• [Document]
· · · · ·
The result, 10 days later, was a four-game sweep to the Washington Wizards, a team they had gone undefeated against in the regular season, a team many of them had hoped to face in the opening round, and a team they obviously underestimated.

Summertime has arrived early for Ujiri and the Raptors and with that comes the uncertainty you might expect following a disappointing end to their roller coaster campaign.

"Yeah, I'll say it, it was embarrassing," Patrick Patterson admitted after a fittingly uninspired 125-94 loss sent Toronto packing on Sunday evening. "A horrific effort on our part. I'm not going to say that we didn't try. Each and every one of us tried, we had the mindset that we wanted to bring it back to Toronto and play another game there. Nobody wanted to go out, but, it was just embarrassing, it was horrific, it was a let-down. It was just ugly."

The Raptors went out in seven games a year ago as Brooklyn needed a final series-deciding possession to put them away. It took players months to put that moment behind them but a valiant effort and a promising, feel-good season had helped soften the blow. Naturally, this will sting even more.

"[It hurts] a lot more," DeMar DeRozan said. "It's going to be a long summer for me. My patience is really going to be tested and I have to use this as fuel."
· · · · ·
• [Raw data]
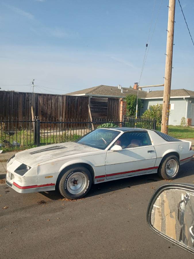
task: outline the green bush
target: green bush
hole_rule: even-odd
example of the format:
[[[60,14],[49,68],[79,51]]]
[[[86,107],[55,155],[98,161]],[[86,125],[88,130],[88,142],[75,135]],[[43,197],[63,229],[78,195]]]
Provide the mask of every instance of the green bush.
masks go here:
[[[100,128],[115,128],[118,127],[118,126],[114,123],[112,122],[106,122],[99,125],[97,127],[97,129],[99,129]]]
[[[134,117],[136,114],[136,106],[137,104],[137,96],[135,94],[128,94],[125,98],[126,102],[127,111],[126,116],[127,117]],[[143,107],[143,103],[141,99],[138,99],[138,110]],[[138,114],[139,113],[138,112]]]
[[[157,127],[161,125],[162,114],[162,104],[157,104],[155,105],[150,105],[148,110],[145,111],[141,115],[143,119],[149,118],[156,120]]]

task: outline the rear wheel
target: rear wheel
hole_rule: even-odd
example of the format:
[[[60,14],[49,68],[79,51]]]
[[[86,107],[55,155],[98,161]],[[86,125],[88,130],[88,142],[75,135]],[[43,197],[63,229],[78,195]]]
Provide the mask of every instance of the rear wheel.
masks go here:
[[[174,155],[169,155],[162,161],[158,168],[158,174],[163,179],[174,179],[178,173],[179,165],[177,157]]]
[[[79,166],[64,173],[60,179],[59,188],[64,197],[73,199],[84,196],[91,184],[92,177],[89,171],[84,167]]]

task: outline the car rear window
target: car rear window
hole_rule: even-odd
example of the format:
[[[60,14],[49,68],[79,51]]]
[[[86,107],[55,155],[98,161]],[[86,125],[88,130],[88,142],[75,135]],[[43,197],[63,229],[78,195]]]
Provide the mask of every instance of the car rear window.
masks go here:
[[[173,137],[171,137],[169,136],[169,135],[167,135],[167,134],[165,134],[165,133],[162,133],[160,132],[160,131],[157,131],[157,130],[154,130],[155,132],[157,133],[158,135],[159,135],[160,137],[162,138],[163,139],[165,140],[166,141],[182,141],[182,140],[180,139],[178,139],[177,138],[173,138]]]

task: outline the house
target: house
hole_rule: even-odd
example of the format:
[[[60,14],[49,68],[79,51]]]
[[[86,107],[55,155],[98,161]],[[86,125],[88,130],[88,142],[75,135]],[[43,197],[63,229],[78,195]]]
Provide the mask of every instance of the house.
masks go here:
[[[90,96],[91,100],[94,98],[93,99],[94,100],[99,98],[104,99],[110,98],[120,98],[120,120],[122,119],[126,112],[124,98],[127,94],[133,94],[137,95],[137,83],[135,84],[132,88],[121,87],[119,85],[118,86],[101,85],[66,94],[87,96]],[[163,95],[163,91],[150,91],[148,89],[147,92],[146,92],[142,90],[139,90],[139,96],[143,103],[143,108],[140,111],[141,114],[147,110],[150,105],[162,104]],[[181,118],[184,117],[187,125],[194,126],[194,91],[185,89],[171,90],[170,104],[169,125],[180,125]]]

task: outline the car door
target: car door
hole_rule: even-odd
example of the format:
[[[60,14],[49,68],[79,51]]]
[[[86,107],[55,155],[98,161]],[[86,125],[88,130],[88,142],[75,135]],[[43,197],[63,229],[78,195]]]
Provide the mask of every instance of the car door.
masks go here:
[[[115,144],[121,146],[123,149],[107,151],[105,164],[107,179],[152,172],[156,153],[147,131],[124,133]]]

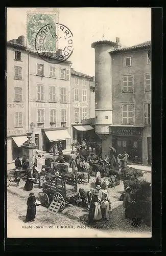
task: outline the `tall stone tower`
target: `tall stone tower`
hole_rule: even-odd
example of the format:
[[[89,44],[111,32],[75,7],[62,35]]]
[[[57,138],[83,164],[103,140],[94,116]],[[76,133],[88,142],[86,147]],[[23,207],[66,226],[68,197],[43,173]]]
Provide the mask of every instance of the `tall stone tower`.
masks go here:
[[[95,49],[96,133],[102,140],[102,157],[109,153],[112,145],[109,126],[112,123],[112,61],[109,52],[115,42],[99,41],[93,42]]]

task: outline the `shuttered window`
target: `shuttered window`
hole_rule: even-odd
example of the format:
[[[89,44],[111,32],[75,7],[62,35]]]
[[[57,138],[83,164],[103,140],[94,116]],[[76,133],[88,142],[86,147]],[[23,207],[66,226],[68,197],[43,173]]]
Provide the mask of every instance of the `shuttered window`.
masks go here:
[[[14,66],[14,79],[22,79],[22,68],[21,67]]]
[[[16,112],[15,113],[15,127],[22,126],[22,113]]]
[[[21,87],[15,87],[15,101],[22,101],[22,88]]]

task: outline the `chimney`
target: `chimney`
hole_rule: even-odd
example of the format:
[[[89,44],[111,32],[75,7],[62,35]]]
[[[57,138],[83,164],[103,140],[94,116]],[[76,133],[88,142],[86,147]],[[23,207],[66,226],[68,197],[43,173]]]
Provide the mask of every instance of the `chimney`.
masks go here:
[[[62,53],[62,50],[61,49],[58,49],[57,51],[56,55],[57,57],[60,57]]]
[[[10,40],[10,42],[14,42],[14,44],[17,44],[17,39],[12,39],[12,40]]]
[[[116,37],[116,44],[115,45],[115,49],[121,48],[122,45],[120,43],[120,38],[119,37]]]
[[[23,35],[20,35],[18,36],[17,39],[17,42],[22,46],[25,45],[25,37]]]

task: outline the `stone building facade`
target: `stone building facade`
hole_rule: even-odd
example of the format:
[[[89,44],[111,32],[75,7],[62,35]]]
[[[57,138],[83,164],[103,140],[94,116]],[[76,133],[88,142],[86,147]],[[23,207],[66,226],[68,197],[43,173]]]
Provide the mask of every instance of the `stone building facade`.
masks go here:
[[[103,155],[109,146],[127,151],[131,162],[151,162],[151,41],[123,48],[100,41],[95,49],[96,132]]]
[[[94,79],[71,69],[71,123],[74,143],[83,139],[91,142],[95,136],[92,120],[94,113]]]

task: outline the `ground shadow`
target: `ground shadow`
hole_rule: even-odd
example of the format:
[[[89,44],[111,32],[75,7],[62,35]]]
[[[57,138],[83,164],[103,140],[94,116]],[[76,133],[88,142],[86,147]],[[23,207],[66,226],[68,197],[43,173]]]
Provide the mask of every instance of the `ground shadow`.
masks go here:
[[[25,215],[24,216],[22,215],[22,216],[18,216],[18,219],[19,220],[20,220],[21,221],[23,221],[23,222],[26,222],[26,216],[25,216]]]
[[[94,182],[91,182],[90,187],[92,188],[96,188],[95,183]]]

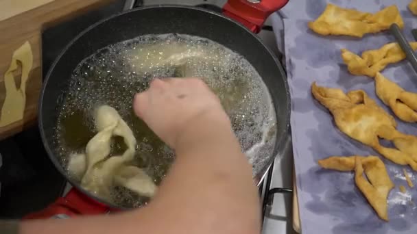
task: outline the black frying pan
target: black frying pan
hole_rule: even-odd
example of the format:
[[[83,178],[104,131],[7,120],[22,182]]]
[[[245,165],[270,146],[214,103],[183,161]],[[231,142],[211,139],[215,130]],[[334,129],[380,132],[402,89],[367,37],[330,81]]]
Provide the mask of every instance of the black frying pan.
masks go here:
[[[225,14],[238,18],[242,24],[221,14],[191,7],[138,8],[91,25],[74,38],[56,59],[46,76],[40,99],[39,128],[51,160],[77,190],[73,190],[69,197],[60,198],[43,215],[31,217],[45,217],[56,213],[69,216],[96,213],[108,210],[103,205],[93,205],[93,199],[99,202],[97,204],[112,207],[112,204],[83,190],[78,183],[68,177],[56,157],[53,131],[57,124],[58,107],[62,102],[69,84],[70,75],[75,66],[101,48],[141,35],[177,33],[197,36],[222,44],[245,57],[261,75],[272,97],[278,122],[276,143],[272,155],[278,154],[288,133],[289,123],[290,101],[286,77],[281,64],[272,53],[247,27],[255,32],[259,31],[266,17],[286,2],[285,0],[264,0],[262,4],[256,5],[248,3],[246,0],[229,1],[224,9]],[[246,17],[248,14],[250,17]],[[268,159],[268,166],[255,178],[258,183],[263,179],[274,157]],[[86,199],[87,197],[93,199]]]

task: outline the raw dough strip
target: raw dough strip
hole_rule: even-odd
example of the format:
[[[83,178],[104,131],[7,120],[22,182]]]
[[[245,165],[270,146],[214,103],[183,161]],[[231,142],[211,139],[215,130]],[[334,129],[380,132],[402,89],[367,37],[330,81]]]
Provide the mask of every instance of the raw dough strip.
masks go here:
[[[410,42],[414,50],[417,42]],[[398,62],[405,58],[405,53],[398,43],[388,43],[378,49],[364,51],[361,57],[346,49],[341,50],[342,58],[353,75],[374,77],[387,65]]]
[[[16,87],[13,72],[21,65],[21,86]],[[23,118],[26,107],[26,83],[34,63],[34,56],[29,42],[16,49],[12,57],[9,69],[4,74],[5,98],[1,107],[0,127],[7,126]]]
[[[408,4],[408,9],[414,14],[417,15],[417,0],[412,0],[409,4]]]
[[[323,13],[315,21],[309,22],[309,27],[324,36],[346,35],[361,38],[366,34],[388,29],[394,23],[400,28],[404,27],[401,15],[394,5],[371,14],[327,4]]]
[[[110,196],[113,183],[139,195],[152,196],[156,190],[152,179],[142,169],[124,165],[133,159],[136,145],[128,125],[108,105],[97,108],[95,119],[99,132],[87,144],[85,154],[70,156],[69,170],[81,179],[84,188],[104,198]],[[128,148],[121,155],[109,157],[114,135],[122,137]]]
[[[346,172],[355,170],[355,182],[378,216],[388,221],[387,198],[394,183],[383,162],[377,156],[333,156],[318,161],[326,169]],[[364,172],[369,181],[364,177]]]
[[[394,118],[364,91],[345,94],[340,89],[320,87],[313,83],[311,92],[333,114],[336,126],[343,133],[394,163],[409,165],[417,170],[417,138],[398,131]],[[381,146],[379,138],[392,142],[396,148]]]

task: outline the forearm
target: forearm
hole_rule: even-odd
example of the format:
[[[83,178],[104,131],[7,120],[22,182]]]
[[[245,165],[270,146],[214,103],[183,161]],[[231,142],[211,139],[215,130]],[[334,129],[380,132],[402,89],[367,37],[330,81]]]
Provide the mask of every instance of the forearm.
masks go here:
· · · · ·
Transcribe the passage from the article on the Raptors' playoff exit, starting with "The result, 10" and going on through "they obviously underestimated.".

The result, 10 days later, was a four-game sweep to the Washington Wizards, a team they had gone undefeated against in the regular season, a team many of them had hoped to face in the opening round, and a team they obviously underestimated.